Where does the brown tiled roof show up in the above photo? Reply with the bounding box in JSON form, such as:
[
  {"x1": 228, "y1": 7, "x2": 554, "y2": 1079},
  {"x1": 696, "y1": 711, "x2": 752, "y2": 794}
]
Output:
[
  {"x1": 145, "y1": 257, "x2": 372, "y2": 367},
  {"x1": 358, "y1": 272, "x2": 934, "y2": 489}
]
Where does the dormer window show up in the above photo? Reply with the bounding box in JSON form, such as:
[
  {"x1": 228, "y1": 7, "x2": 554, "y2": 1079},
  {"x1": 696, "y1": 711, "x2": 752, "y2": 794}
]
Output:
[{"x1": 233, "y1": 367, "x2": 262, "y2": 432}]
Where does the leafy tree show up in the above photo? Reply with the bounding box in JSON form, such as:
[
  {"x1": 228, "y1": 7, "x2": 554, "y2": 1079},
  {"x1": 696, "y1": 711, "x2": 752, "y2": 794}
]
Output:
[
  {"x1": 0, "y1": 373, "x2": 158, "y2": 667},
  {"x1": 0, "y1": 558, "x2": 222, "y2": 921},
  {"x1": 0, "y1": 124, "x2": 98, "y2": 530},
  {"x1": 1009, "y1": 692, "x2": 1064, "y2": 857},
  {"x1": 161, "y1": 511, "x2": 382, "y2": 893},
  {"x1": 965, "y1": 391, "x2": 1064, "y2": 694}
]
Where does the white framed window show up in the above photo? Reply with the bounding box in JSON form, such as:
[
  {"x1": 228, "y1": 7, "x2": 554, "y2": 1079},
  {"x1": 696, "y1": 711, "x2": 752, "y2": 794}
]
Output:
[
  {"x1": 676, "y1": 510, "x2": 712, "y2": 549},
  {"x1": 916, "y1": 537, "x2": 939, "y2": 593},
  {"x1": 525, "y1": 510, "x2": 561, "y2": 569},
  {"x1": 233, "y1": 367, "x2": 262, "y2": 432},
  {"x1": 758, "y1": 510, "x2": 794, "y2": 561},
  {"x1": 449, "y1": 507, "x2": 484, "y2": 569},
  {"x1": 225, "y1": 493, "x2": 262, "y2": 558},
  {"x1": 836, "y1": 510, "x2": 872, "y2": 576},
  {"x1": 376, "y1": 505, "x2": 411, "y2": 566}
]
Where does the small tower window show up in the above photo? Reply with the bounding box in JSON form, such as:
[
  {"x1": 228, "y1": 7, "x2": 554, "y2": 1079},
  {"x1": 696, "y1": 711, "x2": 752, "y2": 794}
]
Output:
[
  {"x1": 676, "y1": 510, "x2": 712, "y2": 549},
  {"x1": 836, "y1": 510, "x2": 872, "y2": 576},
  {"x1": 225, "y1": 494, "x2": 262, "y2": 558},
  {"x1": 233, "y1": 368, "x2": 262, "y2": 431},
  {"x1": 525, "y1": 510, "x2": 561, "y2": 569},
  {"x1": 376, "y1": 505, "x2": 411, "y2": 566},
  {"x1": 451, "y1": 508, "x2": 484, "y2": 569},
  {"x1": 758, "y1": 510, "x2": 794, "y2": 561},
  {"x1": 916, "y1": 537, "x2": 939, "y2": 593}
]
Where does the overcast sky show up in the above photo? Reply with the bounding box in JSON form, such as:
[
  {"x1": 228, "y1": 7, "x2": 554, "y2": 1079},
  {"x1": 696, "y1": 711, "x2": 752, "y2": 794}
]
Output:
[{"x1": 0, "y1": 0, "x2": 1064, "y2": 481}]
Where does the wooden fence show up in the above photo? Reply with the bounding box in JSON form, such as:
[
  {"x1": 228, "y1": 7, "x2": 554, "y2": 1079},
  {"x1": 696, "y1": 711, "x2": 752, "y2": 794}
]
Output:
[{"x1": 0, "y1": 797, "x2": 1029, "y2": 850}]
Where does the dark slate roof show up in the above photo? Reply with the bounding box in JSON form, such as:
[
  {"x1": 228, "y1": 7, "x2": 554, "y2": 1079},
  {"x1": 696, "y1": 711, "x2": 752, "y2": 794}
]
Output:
========================================================================
Please write out all of the entries above again, switching every "bounding box" to "box coordinates" and leaving everything else unchanged.

▶ PROBLEM SOLUTION
Where does the brown tiled roof show up in the above photo? Reply with the box coordinates in JSON form, such as:
[
  {"x1": 228, "y1": 7, "x2": 554, "y2": 1079},
  {"x1": 696, "y1": 711, "x2": 752, "y2": 794}
]
Output:
[
  {"x1": 145, "y1": 257, "x2": 372, "y2": 367},
  {"x1": 358, "y1": 272, "x2": 934, "y2": 489}
]
Where does the dormer window show up in the above photo? Reply with the box coordinates in JSON form, such as:
[
  {"x1": 228, "y1": 7, "x2": 554, "y2": 1079},
  {"x1": 696, "y1": 711, "x2": 752, "y2": 794}
]
Output:
[{"x1": 233, "y1": 367, "x2": 262, "y2": 432}]
Where does the leafy tree show up in the above photo? Reply with the box coordinates in JSON form, such as:
[
  {"x1": 228, "y1": 7, "x2": 554, "y2": 1079},
  {"x1": 696, "y1": 711, "x2": 752, "y2": 794}
]
Output:
[
  {"x1": 0, "y1": 373, "x2": 158, "y2": 667},
  {"x1": 0, "y1": 558, "x2": 222, "y2": 921},
  {"x1": 0, "y1": 124, "x2": 98, "y2": 530},
  {"x1": 1009, "y1": 692, "x2": 1064, "y2": 857},
  {"x1": 161, "y1": 511, "x2": 382, "y2": 893},
  {"x1": 965, "y1": 391, "x2": 1064, "y2": 694}
]
Where does the white framed window show up in the above photo? Reply with the box coordinates in JSON form, such as:
[
  {"x1": 228, "y1": 7, "x2": 554, "y2": 1079},
  {"x1": 696, "y1": 711, "x2": 752, "y2": 794}
]
Output:
[
  {"x1": 676, "y1": 510, "x2": 712, "y2": 549},
  {"x1": 916, "y1": 537, "x2": 939, "y2": 593},
  {"x1": 525, "y1": 510, "x2": 561, "y2": 569},
  {"x1": 233, "y1": 367, "x2": 262, "y2": 432},
  {"x1": 758, "y1": 510, "x2": 794, "y2": 561},
  {"x1": 449, "y1": 507, "x2": 484, "y2": 569},
  {"x1": 225, "y1": 493, "x2": 262, "y2": 558},
  {"x1": 836, "y1": 510, "x2": 872, "y2": 576},
  {"x1": 376, "y1": 505, "x2": 411, "y2": 566}
]
Where does the small tower window show up in the above photo? Reply with the box coordinates in JSON form, such as:
[
  {"x1": 228, "y1": 7, "x2": 554, "y2": 1079},
  {"x1": 696, "y1": 711, "x2": 752, "y2": 794}
]
Output:
[
  {"x1": 676, "y1": 510, "x2": 712, "y2": 549},
  {"x1": 836, "y1": 510, "x2": 872, "y2": 576},
  {"x1": 225, "y1": 494, "x2": 262, "y2": 558},
  {"x1": 233, "y1": 368, "x2": 262, "y2": 431},
  {"x1": 525, "y1": 510, "x2": 561, "y2": 569},
  {"x1": 376, "y1": 505, "x2": 411, "y2": 566},
  {"x1": 451, "y1": 508, "x2": 484, "y2": 569},
  {"x1": 758, "y1": 510, "x2": 794, "y2": 561},
  {"x1": 916, "y1": 537, "x2": 939, "y2": 593}
]
Where does the overcast sky show up in the above photo? Reply with the box coordinates in JSON form, such as:
[
  {"x1": 228, "y1": 7, "x2": 554, "y2": 1079},
  {"x1": 696, "y1": 711, "x2": 752, "y2": 794}
]
Output:
[{"x1": 0, "y1": 0, "x2": 1064, "y2": 481}]
Where does the wooden fence show up in the above photo? Reply with the box coordinates in JSON form, such as:
[
  {"x1": 228, "y1": 7, "x2": 554, "y2": 1079},
  {"x1": 696, "y1": 711, "x2": 752, "y2": 794}
]
Output:
[{"x1": 0, "y1": 797, "x2": 1029, "y2": 850}]
Where does the dark slate roof show up in the above photo? Reply with the box coordinates in JSON form, such as:
[
  {"x1": 228, "y1": 7, "x2": 554, "y2": 1079},
  {"x1": 696, "y1": 711, "x2": 752, "y2": 794}
]
Output:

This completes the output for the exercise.